▶ **Data extract**:
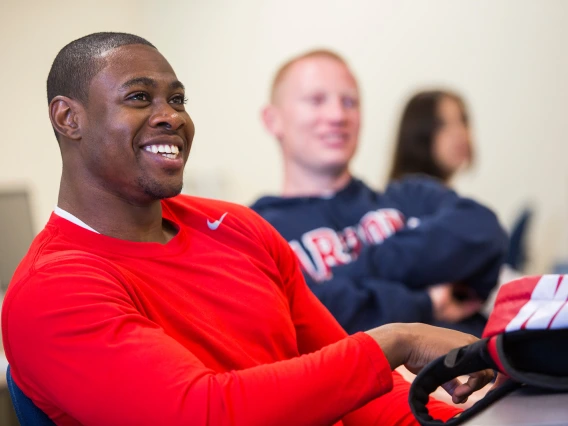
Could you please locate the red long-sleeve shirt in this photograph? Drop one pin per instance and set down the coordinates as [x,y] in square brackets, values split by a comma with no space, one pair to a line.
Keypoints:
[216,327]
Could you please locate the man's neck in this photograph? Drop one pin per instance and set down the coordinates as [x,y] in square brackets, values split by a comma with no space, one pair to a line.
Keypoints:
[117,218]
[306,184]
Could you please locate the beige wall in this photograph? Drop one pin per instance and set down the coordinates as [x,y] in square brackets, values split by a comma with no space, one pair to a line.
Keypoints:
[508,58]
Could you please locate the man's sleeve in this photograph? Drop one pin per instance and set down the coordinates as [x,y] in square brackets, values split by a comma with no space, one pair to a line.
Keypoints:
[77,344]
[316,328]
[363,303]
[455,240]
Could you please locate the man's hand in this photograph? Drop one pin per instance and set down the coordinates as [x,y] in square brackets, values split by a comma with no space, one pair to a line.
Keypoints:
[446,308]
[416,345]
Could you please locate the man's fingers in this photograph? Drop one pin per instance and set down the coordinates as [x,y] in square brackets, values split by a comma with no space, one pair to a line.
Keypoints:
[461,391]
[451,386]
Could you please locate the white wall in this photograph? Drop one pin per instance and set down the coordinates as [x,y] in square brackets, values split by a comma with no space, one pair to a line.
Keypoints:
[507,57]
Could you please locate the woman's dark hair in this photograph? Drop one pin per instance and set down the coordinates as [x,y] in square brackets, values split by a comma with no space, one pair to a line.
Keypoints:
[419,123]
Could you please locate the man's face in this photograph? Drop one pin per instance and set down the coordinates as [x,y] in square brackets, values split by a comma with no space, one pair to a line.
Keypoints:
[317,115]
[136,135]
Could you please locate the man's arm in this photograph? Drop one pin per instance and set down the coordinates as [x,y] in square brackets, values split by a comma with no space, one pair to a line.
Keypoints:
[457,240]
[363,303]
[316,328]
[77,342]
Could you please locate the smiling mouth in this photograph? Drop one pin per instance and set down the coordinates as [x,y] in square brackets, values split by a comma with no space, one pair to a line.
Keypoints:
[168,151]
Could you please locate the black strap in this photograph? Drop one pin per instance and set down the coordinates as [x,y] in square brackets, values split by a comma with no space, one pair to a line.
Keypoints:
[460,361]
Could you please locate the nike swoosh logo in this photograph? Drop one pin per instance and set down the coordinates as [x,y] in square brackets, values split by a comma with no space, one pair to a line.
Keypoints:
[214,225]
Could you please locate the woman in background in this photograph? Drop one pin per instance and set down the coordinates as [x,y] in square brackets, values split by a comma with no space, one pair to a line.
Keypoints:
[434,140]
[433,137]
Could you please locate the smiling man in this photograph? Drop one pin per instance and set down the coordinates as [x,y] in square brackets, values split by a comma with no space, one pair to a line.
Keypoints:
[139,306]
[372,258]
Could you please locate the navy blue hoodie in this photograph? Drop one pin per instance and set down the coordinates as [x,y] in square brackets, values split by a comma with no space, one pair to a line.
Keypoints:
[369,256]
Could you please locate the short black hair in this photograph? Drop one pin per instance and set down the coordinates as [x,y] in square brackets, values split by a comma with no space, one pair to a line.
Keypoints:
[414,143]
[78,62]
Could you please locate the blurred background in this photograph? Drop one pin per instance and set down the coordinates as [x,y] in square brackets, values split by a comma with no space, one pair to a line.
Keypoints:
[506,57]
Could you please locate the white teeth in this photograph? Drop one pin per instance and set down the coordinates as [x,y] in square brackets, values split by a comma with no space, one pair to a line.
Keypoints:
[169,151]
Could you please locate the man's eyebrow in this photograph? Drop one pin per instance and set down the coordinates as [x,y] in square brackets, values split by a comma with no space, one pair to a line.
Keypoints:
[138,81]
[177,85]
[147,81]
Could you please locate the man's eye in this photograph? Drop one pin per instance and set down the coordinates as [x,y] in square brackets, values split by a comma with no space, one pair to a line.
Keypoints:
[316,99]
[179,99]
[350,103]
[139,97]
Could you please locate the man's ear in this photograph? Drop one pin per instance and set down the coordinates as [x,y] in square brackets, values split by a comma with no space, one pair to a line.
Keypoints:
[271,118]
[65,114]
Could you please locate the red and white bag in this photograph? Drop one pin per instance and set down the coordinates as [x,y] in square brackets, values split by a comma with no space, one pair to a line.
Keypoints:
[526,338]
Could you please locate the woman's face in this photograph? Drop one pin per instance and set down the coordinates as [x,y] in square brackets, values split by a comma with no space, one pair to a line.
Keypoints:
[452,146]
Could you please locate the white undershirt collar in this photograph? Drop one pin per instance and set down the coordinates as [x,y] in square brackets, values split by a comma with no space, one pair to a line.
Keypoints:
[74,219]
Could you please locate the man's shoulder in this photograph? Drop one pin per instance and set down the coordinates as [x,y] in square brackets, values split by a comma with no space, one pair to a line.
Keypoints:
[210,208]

▶ **Work instructions**:
Please go through the data above and copy each line containing the word "sleeve".

▶ **Task answer**:
Could you please locate the red long-sleeve shirt in this photograph? Drop one pin per instance and set down the coordinates as [x,y] in square brackets, values split by a comma with no space, one pair to a line.
Could you please locate the man's sleeve in this photograph? Drop one pin per instance and set down the coordinates as [x,y] in square brackets, values split by a comma with no space, one pair to a line.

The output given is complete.